## [Exercise details]
Your answer is one number: the count of lines below that hold the word "Please".

(Stored data entries)
--*--

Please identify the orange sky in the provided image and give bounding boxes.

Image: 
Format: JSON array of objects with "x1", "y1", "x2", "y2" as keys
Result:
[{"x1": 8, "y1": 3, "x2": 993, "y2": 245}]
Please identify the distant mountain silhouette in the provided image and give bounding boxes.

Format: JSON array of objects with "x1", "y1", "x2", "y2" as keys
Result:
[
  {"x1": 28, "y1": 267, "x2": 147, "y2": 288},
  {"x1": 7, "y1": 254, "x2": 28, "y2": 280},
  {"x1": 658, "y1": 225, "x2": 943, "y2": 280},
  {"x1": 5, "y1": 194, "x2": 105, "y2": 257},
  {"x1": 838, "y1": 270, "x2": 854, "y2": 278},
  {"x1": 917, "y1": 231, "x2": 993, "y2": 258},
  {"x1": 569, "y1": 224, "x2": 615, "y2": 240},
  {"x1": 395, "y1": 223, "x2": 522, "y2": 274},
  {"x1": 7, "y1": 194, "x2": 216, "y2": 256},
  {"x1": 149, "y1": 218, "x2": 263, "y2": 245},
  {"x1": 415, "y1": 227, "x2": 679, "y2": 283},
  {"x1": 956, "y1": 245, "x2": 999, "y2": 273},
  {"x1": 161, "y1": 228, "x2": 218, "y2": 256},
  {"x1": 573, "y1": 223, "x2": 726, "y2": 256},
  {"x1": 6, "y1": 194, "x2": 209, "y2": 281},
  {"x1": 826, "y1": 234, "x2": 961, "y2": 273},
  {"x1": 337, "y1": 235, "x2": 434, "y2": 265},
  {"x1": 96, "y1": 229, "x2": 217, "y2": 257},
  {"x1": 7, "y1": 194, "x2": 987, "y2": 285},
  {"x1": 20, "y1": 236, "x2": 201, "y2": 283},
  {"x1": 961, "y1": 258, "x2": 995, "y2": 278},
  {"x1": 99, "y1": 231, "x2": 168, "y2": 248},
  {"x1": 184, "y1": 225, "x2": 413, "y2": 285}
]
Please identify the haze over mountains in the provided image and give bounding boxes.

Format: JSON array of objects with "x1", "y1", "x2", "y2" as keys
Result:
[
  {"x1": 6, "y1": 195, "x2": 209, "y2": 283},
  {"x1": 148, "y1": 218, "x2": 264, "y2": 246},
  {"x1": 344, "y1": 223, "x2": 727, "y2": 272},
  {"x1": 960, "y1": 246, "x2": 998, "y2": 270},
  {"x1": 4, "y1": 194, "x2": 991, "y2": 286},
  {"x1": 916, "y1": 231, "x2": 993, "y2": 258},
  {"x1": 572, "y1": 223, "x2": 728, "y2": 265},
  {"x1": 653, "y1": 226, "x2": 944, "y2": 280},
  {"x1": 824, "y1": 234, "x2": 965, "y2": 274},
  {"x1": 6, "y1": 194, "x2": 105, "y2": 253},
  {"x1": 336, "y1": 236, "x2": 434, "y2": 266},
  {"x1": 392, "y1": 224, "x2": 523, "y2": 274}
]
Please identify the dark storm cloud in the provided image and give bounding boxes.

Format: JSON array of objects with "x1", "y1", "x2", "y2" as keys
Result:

--*--

## [Result]
4